═══ PASSAGE GIVEN

The result is about 91.6% accuracy, which is about the same, so the initial estimate appears to have been reliable.

This is an interesting point at which to revisit the issue of overfitting. As discussed previously, it’s possible to build a decision tree so deep and elaborate that it fits the given training examples very well or perfectly, but fails to generalize to other examples because it has fit the idiosyncrasies and noise of the training data too closely. This is a problem common to most machine learning algorithms, not just decision trees.

When a decision tree has overfit, it will exhibit high accuracy when run on the same training data that it fit the model to, but low accuracy on other examples. Here, the final model’s accuracy was about 91.6% on other, new examples. Accuracy can just as easily be evaluated over the same data that the model was trained on, trainData.union(cvData). This gives an accuracy of about 95.3%.

The difference is not large, but suggests the decision tree has overfit the training data to some extent. A lower maximum depth might be a better choice.

Categorical Features Revisited

The code samples so far have included the argument Map[Int,Int]() without explanation. This parameter, like the 7, specifies the number of distinct values to expect for each categorical feature in the input. The keys in this Map are indices of features in the input Vector, and values are distinct value counts. At this time, the implementation requires this information in advance.

The empty Map() indicates that no features should be treated as categorical; all are numeric. All of the features are in fact numbers, but some represent categorical features, conceptually. As mentioned earlier, it would be an error to treat a categorical feature that had simply been mapped to distinct numbers as a numeric value, because the algorithm would be trying to learn from an ordering that has no meaning.

Thankfully, the categorical features here are one-hot encoded as several binary 0/1 values. Treating these individual features as numeric turns out to be fine, because any decision rule on the “numeric” features will choose thresholds between 0 and 1, and all are equivalent since all values are 0 or 1.

Of course, this encoding forces the decision tree algorithm to consider the values of the underlying categorical feature individually. It is not limited in this way when learning from a single categorical feature. With one 40-valued categorical feature, the decision tree can create decisions based on groups of categories in one decision, which may be more direct and optimal. On the other hand, having 40 numeric features represent one 40-valued categorical feature also increases memory usage and slows things down.

What about undoing the one-hot encoding? The following alternative parsing of the input turns the two categorical features from one-hot encoding to a series of distinct numeric values:

val data = rawData.map { line =>
  val values = line.split(',').map(_.toDouble)
  val wilderness = values.slice(10, 14).indexOf(1.0).toDouble 1
  val soil = values.slice(14, 54).indexOf(1.0).toDouble 2
  val featureVector =
    Vectors.dense(values.slice(0, 10) :+ wilderness :+ soil) 3
  val label = values.last - 1
  LabeledPoint(label, featureVector)

Which of 4 “wilderness” features is 1


Similarly for following 40 “soil” features


Add derived features back to first 10

We can repeat the same process of train/CV/test split and evaluation. This time, the count of distinct values for the two new categorical features is given, which causes these features to be treated as categorical, and not numeric. DecisionTree requires the number of bins to increase to at least 40, because the soil feature has 40 distinct values. Given previous results, deeper trees are built, up to the maximum of depth 30 that DecisionTree currently supports. Finally, both train and CV accuracy are reported:

val evaluations =
  for (impurity <- Array("gini", "entropy");
       depth    <- Array(10, 20, 30);
       bins     <- Array(40, 300))

══════
═══ EXERCISE MATERIALS

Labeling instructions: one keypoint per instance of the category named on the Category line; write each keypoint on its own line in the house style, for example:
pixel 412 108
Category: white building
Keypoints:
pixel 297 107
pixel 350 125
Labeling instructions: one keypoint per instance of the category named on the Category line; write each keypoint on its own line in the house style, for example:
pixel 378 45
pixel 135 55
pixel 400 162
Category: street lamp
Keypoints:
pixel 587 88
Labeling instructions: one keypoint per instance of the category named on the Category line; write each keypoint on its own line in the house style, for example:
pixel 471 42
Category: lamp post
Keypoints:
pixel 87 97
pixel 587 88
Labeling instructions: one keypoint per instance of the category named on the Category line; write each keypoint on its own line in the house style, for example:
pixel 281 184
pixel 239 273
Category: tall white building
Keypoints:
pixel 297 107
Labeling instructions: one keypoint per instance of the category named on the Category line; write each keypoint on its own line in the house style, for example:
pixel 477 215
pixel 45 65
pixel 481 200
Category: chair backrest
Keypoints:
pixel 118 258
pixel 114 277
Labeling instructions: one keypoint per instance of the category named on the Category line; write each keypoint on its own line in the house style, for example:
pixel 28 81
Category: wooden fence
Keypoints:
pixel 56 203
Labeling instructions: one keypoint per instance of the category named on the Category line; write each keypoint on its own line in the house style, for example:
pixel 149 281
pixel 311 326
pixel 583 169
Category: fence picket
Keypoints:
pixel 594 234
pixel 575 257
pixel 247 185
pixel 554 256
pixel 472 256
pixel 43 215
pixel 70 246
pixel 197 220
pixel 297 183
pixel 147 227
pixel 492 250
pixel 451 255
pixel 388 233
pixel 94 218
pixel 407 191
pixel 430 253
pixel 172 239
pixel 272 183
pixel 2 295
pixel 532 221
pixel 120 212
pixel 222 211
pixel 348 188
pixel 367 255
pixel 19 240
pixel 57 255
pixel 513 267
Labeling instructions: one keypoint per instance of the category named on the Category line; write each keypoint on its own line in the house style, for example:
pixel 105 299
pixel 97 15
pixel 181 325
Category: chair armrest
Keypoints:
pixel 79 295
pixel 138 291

══════

▶ WHAT THIS EXERCISE ASKS
[1] Return the part of the passage on decision trees that opens with the words containing "Of course, this" and closes with "values = line.split(',').map(_.toDouble)".
[2] Retype only the part of the records that opens with their first line and closes with the line containing "pixel 350 125".
The records bear no relation to the passage on decision trees.

▶ ANSWERS BELOW
[1]
Of course, this encoding forces the decision tree algorithm to consider the values of the underlying categorical feature individually. It is not limited in this way when learning from a single categorical feature. With one 40-valued categorical feature, the decision tree can create decisions based on groups of categories in one decision, which may be more direct and optimal. On the other hand, having 40 numeric features represent one 40-valued categorical feature also increases memory usage and slows things down.

What about undoing the one-hot encoding? The following alternative parsing of the input turns the two categorical features from one-hot encoding to a series of distinct numeric values:

val data = rawData.map { line =>
  val values = line.split(',').map(_.toDouble)

[2]
Labeling instructions: one keypoint per instance of the category named on the Category line; write each keypoint on its own line in the house style, for example:
pixel 412 108
Category: white building
Keypoints:
pixel 297 107
pixel 350 125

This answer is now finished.